** INPUT follows **

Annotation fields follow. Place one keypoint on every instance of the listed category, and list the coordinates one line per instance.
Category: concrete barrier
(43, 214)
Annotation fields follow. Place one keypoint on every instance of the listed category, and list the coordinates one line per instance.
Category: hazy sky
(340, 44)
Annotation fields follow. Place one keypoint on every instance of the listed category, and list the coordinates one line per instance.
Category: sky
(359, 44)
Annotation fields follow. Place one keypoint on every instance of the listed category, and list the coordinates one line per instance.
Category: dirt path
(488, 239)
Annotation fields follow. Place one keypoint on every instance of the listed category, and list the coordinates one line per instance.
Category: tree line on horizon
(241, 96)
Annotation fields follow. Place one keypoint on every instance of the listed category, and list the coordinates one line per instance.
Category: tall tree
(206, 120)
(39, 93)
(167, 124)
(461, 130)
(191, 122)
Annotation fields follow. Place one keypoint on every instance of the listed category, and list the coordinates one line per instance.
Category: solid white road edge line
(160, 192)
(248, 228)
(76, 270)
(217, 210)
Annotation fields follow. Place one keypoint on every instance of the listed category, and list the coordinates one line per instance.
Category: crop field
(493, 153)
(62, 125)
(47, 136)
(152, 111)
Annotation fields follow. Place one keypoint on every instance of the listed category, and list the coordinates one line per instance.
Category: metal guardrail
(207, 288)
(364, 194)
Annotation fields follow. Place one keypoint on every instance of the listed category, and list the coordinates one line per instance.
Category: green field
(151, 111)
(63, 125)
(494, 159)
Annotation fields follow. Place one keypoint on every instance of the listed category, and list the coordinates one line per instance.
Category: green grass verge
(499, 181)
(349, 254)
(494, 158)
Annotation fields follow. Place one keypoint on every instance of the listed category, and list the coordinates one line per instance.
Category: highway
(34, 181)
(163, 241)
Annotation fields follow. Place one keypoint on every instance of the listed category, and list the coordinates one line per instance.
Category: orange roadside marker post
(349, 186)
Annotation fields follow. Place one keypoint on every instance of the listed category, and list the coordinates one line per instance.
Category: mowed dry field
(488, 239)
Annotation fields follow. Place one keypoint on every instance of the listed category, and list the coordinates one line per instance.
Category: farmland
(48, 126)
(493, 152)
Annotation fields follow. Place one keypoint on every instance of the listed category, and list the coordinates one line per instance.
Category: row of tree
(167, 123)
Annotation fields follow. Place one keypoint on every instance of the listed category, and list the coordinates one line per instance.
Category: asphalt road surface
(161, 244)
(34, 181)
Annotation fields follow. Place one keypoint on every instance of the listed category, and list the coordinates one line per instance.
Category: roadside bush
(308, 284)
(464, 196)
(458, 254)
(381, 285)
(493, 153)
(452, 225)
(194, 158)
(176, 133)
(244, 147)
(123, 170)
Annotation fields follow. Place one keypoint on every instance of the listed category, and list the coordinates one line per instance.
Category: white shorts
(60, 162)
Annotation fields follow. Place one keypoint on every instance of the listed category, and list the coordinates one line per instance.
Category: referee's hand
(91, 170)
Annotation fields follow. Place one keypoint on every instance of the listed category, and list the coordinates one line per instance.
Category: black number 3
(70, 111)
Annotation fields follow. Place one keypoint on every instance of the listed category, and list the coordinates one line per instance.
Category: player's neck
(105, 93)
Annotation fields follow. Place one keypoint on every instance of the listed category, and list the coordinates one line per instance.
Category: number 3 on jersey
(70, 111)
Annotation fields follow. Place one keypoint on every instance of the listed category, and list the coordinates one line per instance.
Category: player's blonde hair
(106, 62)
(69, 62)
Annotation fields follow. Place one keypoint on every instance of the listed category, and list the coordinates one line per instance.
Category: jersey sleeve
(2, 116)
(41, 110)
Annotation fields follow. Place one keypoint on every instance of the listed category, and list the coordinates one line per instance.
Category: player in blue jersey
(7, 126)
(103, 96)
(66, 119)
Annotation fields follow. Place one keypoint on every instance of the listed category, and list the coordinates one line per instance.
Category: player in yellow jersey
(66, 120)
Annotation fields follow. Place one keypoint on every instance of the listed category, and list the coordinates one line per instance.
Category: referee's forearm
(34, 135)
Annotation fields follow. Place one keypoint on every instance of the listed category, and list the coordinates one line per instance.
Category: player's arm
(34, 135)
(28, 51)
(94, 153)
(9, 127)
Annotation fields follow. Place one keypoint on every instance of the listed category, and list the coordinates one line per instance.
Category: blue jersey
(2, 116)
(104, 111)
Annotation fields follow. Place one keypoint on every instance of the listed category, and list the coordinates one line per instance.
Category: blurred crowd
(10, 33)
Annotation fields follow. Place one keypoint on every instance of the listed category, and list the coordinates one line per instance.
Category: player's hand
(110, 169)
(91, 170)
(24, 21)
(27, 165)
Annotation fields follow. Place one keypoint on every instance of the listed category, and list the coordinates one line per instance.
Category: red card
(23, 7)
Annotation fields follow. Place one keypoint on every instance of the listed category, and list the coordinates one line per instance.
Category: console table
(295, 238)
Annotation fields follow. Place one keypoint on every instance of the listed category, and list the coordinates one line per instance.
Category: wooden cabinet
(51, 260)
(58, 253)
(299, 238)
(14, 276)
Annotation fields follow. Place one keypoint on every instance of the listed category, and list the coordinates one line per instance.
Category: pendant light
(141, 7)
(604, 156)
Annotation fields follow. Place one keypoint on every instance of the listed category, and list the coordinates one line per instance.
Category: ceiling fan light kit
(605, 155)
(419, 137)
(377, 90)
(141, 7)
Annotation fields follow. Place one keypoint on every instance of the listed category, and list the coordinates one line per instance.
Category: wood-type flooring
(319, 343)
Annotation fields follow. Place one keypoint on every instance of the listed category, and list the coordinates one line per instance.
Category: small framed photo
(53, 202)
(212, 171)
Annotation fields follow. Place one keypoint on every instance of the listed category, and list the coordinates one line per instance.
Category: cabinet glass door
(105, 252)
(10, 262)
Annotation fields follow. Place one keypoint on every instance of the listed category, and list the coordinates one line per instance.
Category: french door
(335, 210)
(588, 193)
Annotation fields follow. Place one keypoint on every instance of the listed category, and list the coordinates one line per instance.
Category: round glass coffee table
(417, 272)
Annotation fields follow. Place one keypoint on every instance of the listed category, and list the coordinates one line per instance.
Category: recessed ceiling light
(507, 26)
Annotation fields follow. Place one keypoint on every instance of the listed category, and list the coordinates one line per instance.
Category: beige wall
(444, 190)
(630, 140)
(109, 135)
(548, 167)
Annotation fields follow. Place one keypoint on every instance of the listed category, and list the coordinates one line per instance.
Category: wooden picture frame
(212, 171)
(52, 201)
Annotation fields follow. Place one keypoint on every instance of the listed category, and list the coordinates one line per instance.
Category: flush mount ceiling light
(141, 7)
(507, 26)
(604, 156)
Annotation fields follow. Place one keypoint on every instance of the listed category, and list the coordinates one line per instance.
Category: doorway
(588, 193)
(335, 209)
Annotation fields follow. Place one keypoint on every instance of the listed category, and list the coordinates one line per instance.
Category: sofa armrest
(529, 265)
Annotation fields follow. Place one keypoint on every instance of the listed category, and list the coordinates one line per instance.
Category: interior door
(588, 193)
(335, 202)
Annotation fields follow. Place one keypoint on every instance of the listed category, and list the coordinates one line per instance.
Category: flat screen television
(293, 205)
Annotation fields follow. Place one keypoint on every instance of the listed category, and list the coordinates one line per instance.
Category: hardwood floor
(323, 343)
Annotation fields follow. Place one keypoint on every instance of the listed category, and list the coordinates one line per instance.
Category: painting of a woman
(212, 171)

** End of INPUT **

→ INSTRUCTIONS FOR THE TASK
Reproduce the records above exactly as they appear.

→ WRITTEN SOLUTION
Annotation fields follow. Place one keypoint on every instance of the listed category, and list the coordinates one line per instance.
Category: concrete barrier
(43, 214)
Annotation fields follow. Place one keypoint on every instance of the listed category, and list the coordinates one line per instance.
Category: hazy sky
(340, 44)
Annotation fields follow. Place one keypoint on every instance of the listed category, and list the coordinates one line per instance.
Category: sky
(359, 44)
Annotation fields follow. Place one keypoint on every instance of the listed category, and list the coordinates one line per instance.
Category: dirt path
(488, 239)
Annotation fields follow. Place one keypoint on every instance of the listed category, and list the coordinates one line per instance.
Category: tree line on horizon
(241, 96)
Annotation fields follow. Place one keypoint on every instance of the listed category, and list the coordinates one line per instance.
Category: tall tree
(206, 120)
(39, 93)
(167, 124)
(461, 130)
(191, 122)
Annotation fields follow. Place one keypoint on every instance of the listed category, and list the coordinates one line per instance.
Category: solid white road edge line
(160, 192)
(248, 228)
(76, 270)
(217, 210)
Annotation fields follow. Place one keypoint on every instance of the listed category, and list the coordinates one line per instance.
Category: crop field
(493, 153)
(62, 125)
(47, 136)
(152, 111)
Annotation fields follow. Place one keypoint on every instance of the listed category, and list the coordinates one line per instance.
Category: metal guardrail
(207, 288)
(364, 194)
Annotation fields follow. Place one keypoint on every instance of the listed category, and list the coordinates one line per instance.
Category: green field
(151, 111)
(63, 125)
(494, 159)
Annotation fields follow. Place one keypoint on every instance of the listed category, and list the coordinates one line per instance.
Category: green grass verge
(499, 181)
(349, 254)
(494, 158)
Annotation fields follow. Place one keypoint on every instance of the listed category, and list the coordinates one line per instance.
Category: highway
(34, 181)
(163, 241)
Annotation fields follow. Place one keypoint on every instance of the listed category, and list the coordinates one line per instance.
Category: orange roadside marker post
(349, 186)
Annotation fields follow. Place one keypoint on every instance of the listed category, and list the coordinates one line per instance.
Category: mowed dry field
(488, 239)
Annotation fields follow. Place one keypoint on every instance of the listed category, and list the coordinates one line per instance.
Category: farmland
(48, 126)
(493, 152)
Annotation fields follow. Place one keypoint on every instance of the listed category, and list the coordinates one line per instance.
Category: row of tree
(167, 123)
Annotation fields follow. Place one keypoint on every instance of the listed category, and list the coordinates one line per instance.
Category: asphalt road surface
(161, 244)
(34, 181)
Annotation fields follow. Place one keypoint on every instance of the listed category, and list the coordinates one line per instance.
Category: roadside bush
(308, 284)
(464, 196)
(458, 254)
(381, 285)
(493, 153)
(452, 225)
(194, 158)
(176, 133)
(244, 147)
(123, 170)
Annotation fields follow. Place one keypoint on every instance of the listed category, and list the coordinates one line per instance.
Category: white shorts
(60, 162)
Annotation fields follow. Place one keypoint on every instance of the listed category, and list the coordinates one line per instance.
Category: referee's hand
(91, 170)
Annotation fields follow. Place one keypoint on every instance of the listed category, and list the coordinates one line per instance.
Category: black number 3
(70, 111)
Annotation fields follow. Place one keypoint on every instance of the listed category, and list the coordinates one line per instance.
Category: player's neck
(105, 93)
Annotation fields follow. Place one keypoint on every instance of the listed category, and list the coordinates one line per instance.
Category: number 3 on jersey
(70, 111)
Annotation fields follow. Place one keypoint on every instance of the listed category, and list the coordinates one line per instance.
Category: player's blonde hair
(106, 62)
(69, 62)
Annotation fields follow. Place one keypoint on every instance of the listed category, and list the coordinates one line per instance.
Category: jersey sleeve
(2, 116)
(41, 110)
Annotation fields follow. Place one keypoint on every instance of the listed category, and list the coordinates one line per instance.
Category: player in blue jersey
(7, 126)
(103, 96)
(66, 119)
Annotation fields follow. Place one keypoint on every instance of the listed category, and list the coordinates one line per instance.
Category: player in yellow jersey
(66, 120)
Annotation fields follow. Place one keypoint on every instance of the listed category, and list the coordinates one line per instance.
Category: referee's forearm
(34, 135)
Annotation fields follow. Place one keypoint on every instance of the listed category, and list the coordinates one line per instance.
Category: player's arm
(34, 135)
(28, 51)
(94, 153)
(9, 127)
Annotation fields follow. Place one keypoint on every instance of the listed category, and list the coordinates one line per instance.
Category: blue jersey
(2, 116)
(104, 111)
Annotation fields follow. Place one keypoint on every instance of the listed category, and list the coordinates one line per instance.
Category: blurred crowd
(10, 33)
Annotation fields follow. Place one keypoint on every instance of the listed category, and list the coordinates one line per instance.
Category: player's hand
(110, 169)
(91, 170)
(24, 21)
(27, 165)
Annotation fields follow. Place one keypoint on every instance of the listed category, and list the coordinates one line per instance.
Category: red card
(23, 7)
Annotation fields follow. Place one keypoint on every instance of the listed category, and list the coordinates one line per instance.
Category: console table
(295, 238)
Annotation fields follow. Place one keypoint on every instance of the listed category, and list the coordinates one line per instance.
Category: wooden cabinet
(51, 260)
(58, 253)
(299, 238)
(14, 276)
Annotation fields follow. Place one keypoint on every instance of the listed category, and list the coordinates one line per instance.
Category: pendant light
(141, 7)
(604, 156)
Annotation fields follow. Place one keypoint on every instance of the listed category, and list the coordinates one line per instance.
Category: ceiling fan light kit
(605, 155)
(419, 137)
(377, 90)
(141, 7)
Annotation fields follow. Place one keypoint on every instance of the listed category, and list the coordinates one line per instance.
Category: wood-type flooring
(319, 343)
Annotation fields follow. Place one keypoint on every instance of the listed category, and list the coordinates one line per instance.
Category: small framed photo
(53, 202)
(212, 171)
Annotation fields follow. Place one keypoint on every instance of the listed category, and list the coordinates one line per instance.
Category: cabinet glass door
(105, 252)
(10, 262)
Annotation fields follow. Place one keypoint on every instance of the listed category, and list the coordinates one line per instance.
Category: french door
(335, 210)
(588, 193)
Annotation fields follow. Place one keypoint on every instance of the listed category, and list the coordinates one line per instance.
Category: round glass coffee table
(417, 272)
Annotation fields follow. Place one keypoint on every instance of the listed category, and list the coordinates one line per instance.
Category: recessed ceiling light
(507, 26)
Annotation fields follow. Place one keypoint on every instance of the listed category, and list the coordinates one line per instance.
Category: beige wall
(444, 190)
(630, 140)
(109, 135)
(548, 167)
Annotation fields follow. Place one keypoint on every instance of the listed category, and list the coordinates one line per instance.
Category: wooden picture frame
(212, 171)
(52, 201)
Annotation fields follow. Place one keypoint on every instance of the listed category, and list the coordinates one line per instance.
Category: flush mount ceiling light
(141, 7)
(507, 26)
(604, 156)
Annotation fields follow. Place one keypoint on every instance of the listed category, and list the coordinates one line per instance.
Category: doorway
(588, 193)
(335, 209)
Annotation fields follow. Place one keypoint on every instance of the listed category, and list the coordinates one line per instance.
Category: sofa armrest
(529, 265)
Annotation fields follow. Place one keypoint on every instance of the listed category, and list the coordinates one line per instance.
Category: interior door
(588, 193)
(335, 202)
Annotation fields follow. Place one keypoint on every instance of the listed category, and list the coordinates one line per instance.
Category: flat screen television
(293, 205)
Annotation fields follow. Place one keypoint on every instance of the listed category, and list the coordinates one line per instance.
Category: hardwood floor
(323, 343)
Annotation fields follow. Place one keypoint on every instance of the listed category, and list the coordinates one line per instance.
Category: painting of a woman
(212, 171)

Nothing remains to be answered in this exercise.